● YOUR OBJECTIVE
Retype the whole listing below, character for character.

● RECORDS PROVIDED
-=-=-

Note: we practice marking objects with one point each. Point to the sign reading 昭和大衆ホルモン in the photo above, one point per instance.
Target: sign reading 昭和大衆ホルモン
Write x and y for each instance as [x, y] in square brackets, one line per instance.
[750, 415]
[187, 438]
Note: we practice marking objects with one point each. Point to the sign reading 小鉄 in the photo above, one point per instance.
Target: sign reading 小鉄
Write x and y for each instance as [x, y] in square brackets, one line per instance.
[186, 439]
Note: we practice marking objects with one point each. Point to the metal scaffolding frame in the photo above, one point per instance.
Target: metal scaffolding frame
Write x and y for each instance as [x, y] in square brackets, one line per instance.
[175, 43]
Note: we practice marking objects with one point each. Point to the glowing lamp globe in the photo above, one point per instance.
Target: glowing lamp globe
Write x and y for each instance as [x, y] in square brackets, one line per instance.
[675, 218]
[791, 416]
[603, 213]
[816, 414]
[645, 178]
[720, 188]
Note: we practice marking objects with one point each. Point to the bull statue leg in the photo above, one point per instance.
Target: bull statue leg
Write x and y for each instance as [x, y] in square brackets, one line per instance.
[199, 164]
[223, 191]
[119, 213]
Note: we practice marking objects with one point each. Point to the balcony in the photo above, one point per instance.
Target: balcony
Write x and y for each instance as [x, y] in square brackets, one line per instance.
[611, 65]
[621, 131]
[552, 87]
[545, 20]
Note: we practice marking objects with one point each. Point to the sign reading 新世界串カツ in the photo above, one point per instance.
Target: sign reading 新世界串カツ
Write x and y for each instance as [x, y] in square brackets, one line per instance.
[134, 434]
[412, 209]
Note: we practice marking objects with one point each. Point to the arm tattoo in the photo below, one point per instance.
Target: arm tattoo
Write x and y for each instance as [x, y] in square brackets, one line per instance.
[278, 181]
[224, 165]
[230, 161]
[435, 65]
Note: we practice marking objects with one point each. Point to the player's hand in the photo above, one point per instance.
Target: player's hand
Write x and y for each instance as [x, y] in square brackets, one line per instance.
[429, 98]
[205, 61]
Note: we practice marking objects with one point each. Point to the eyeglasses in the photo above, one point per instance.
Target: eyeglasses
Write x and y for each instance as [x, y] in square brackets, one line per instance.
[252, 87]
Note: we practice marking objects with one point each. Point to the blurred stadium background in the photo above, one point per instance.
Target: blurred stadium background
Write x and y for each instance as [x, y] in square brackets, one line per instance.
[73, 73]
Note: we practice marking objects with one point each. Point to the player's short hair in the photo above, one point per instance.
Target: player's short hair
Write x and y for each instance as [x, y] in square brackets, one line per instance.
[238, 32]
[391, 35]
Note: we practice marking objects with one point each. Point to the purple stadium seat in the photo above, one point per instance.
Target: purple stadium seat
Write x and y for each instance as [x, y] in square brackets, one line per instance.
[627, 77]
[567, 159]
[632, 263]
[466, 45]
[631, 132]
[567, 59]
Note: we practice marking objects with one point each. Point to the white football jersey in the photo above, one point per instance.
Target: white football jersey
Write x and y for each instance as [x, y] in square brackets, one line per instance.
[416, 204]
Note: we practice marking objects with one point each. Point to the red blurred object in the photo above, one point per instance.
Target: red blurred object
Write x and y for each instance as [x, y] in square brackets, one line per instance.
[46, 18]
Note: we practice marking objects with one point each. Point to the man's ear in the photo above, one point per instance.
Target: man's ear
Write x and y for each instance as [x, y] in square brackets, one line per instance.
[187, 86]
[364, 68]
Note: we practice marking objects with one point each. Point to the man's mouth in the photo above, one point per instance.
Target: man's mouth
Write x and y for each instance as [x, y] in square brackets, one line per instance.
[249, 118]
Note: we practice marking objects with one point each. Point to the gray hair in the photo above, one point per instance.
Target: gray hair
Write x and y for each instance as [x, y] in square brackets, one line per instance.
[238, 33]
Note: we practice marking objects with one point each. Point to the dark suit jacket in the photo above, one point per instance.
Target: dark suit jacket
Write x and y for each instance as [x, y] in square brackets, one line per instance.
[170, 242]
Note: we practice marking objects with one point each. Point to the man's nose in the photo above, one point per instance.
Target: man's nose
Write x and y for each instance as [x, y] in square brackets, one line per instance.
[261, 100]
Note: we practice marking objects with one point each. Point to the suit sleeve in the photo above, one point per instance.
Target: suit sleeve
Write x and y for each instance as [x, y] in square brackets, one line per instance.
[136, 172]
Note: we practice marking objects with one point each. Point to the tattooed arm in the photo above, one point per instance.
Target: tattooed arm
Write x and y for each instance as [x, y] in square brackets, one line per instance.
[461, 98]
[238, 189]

-=-=-

● COMPLETED EXERCISE
Note: we practice marking objects with one point each. Point to the sign reading 昭和大衆ホルモン in the photo above, one point per instance.
Target: sign reading 昭和大衆ホルモン
Write x and y for each instance as [x, y] in square brackets, one line per instance.
[750, 415]
[187, 438]
Note: we practice marking objects with one point each. Point to the sign reading 小鉄 in the photo above, one point per instance.
Target: sign reading 小鉄
Write x and y for each instance as [x, y] in square brackets, one line per instance.
[186, 439]
Note: we practice marking objects with one point each. Point to the metal scaffolding frame in the photo above, one point per instance.
Target: metal scaffolding frame
Write x and y for each instance as [x, y] in square brackets, one line per instance.
[175, 43]
Note: we practice marking objects with one point each. Point to the glowing lamp globe in the photo above, one point per instance.
Target: glowing lamp globe
Write x and y for each instance as [x, y] in square brackets, one line per instance.
[675, 218]
[791, 416]
[603, 213]
[816, 414]
[645, 178]
[720, 188]
Note: we practice marking objects with one point each. Point to the bull statue leg in the photo above, one point per instance.
Target: bull statue leg
Write x and y for each instance as [x, y] in square brackets, one line per instance.
[199, 164]
[223, 191]
[119, 213]
Note: we practice marking objects with one point each. Point to the balcony in the photo above, one point per instance.
Target: balcony
Write x and y for each instance as [x, y] in square brackets, one line per instance.
[611, 65]
[621, 131]
[552, 87]
[545, 20]
Note: we practice marking objects with one point each. Point to the sign reading 新世界串カツ in the photo above, one point per instance.
Target: sign reading 新世界串カツ
Write x and y for each instance as [x, y] in square brackets, one line per instance.
[134, 434]
[412, 209]
Note: we practice marking objects with one point each. Point to the arm tattoo in the photo below, one point per instance.
Target: arm tattoo
Write x and y for each instance as [x, y] in square brackets, one line per instance.
[278, 181]
[224, 165]
[230, 161]
[435, 65]
Note: we practice marking objects with one point each. Point to the player's hand in the photo above, one point per instance.
Target: player's hand
Write x and y for each instance as [x, y] in square brackets, one line per instance.
[429, 98]
[205, 61]
Note: we practice marking objects with one point each. Point to the eyeglasses in the photo above, one point per instance.
Target: eyeglasses
Write x and y for each instance as [x, y] in square brackets, one line per instance.
[252, 87]
Note: we practice marking objects with one point each. Point to the blurred stadium background in the photo above, one point per instance.
Target: blurred stadium background
Write x and y for each instance as [x, y] in square brackets, one line per instance.
[73, 73]
Note: we practice marking objects with one point each. Point to the player's short hair in the photo above, one point per instance.
Target: player's short hair
Write x and y for each instance as [x, y] in square brackets, one line per instance.
[238, 32]
[391, 35]
Note: we practice marking objects with one point each. Point to the purple stadium seat in the photo above, one point per instance.
Target: purple stadium seat
Write x and y for each instance as [x, y] in square brackets, one line per instance.
[627, 77]
[567, 159]
[632, 263]
[466, 45]
[631, 132]
[567, 59]
Note: we practice marking objects with one point each. Point to the white football jersey in the photo above, one point per instance.
Target: white football jersey
Write x and y for each instance as [x, y] in square brackets, one line per instance.
[416, 204]
Note: we practice marking objects with one point each. Point to the red blurred object in the photo above, one point per instance.
Target: red blurred object
Write x and y for each instance as [x, y] in square brackets, one line per instance.
[46, 18]
Note: we practice marking objects with one point each. Point to the man's ear in the photo above, one point per instance.
Target: man's ear
Write x and y for each instance as [x, y] in square brackets, one line per instance.
[187, 86]
[364, 68]
Note: we practice marking objects with one point each. Point to the man's mouth in the photo above, one point per instance.
Target: man's mouth
Write x and y for each instance as [x, y] in square brackets, one line per instance.
[249, 118]
Note: we practice marking objects with one point each. Point to the gray hair in the photo above, one point per instance.
Target: gray hair
Write x and y for each instance as [x, y] in square brackets, one line per instance.
[238, 33]
Note: we practice marking objects with one point each. Point to the dark suit jacket in the photo above, one point per instance.
Target: dark suit jacket
Write x and y for each instance as [x, y] in square brackets, one line per instance.
[170, 242]
Note: we practice marking objects with one point each. Point to the man's nose in the photo above, one point per instance.
Target: man's nose
Write x and y for each instance as [x, y] in square brackets, one line per instance.
[261, 100]
Note: we practice marking objects with one point each. Point to the suit sleeve in the photo above, one point per instance.
Target: suit sleeve
Write x and y for each instance as [x, y] in square brackets, one line per instance.
[136, 172]
Note: we practice marking objects with one point each. Point to the tattooed arm in the photo above, one point per instance.
Target: tattooed arm
Write x and y for each instance as [x, y] in square brackets, one line per instance.
[461, 98]
[238, 189]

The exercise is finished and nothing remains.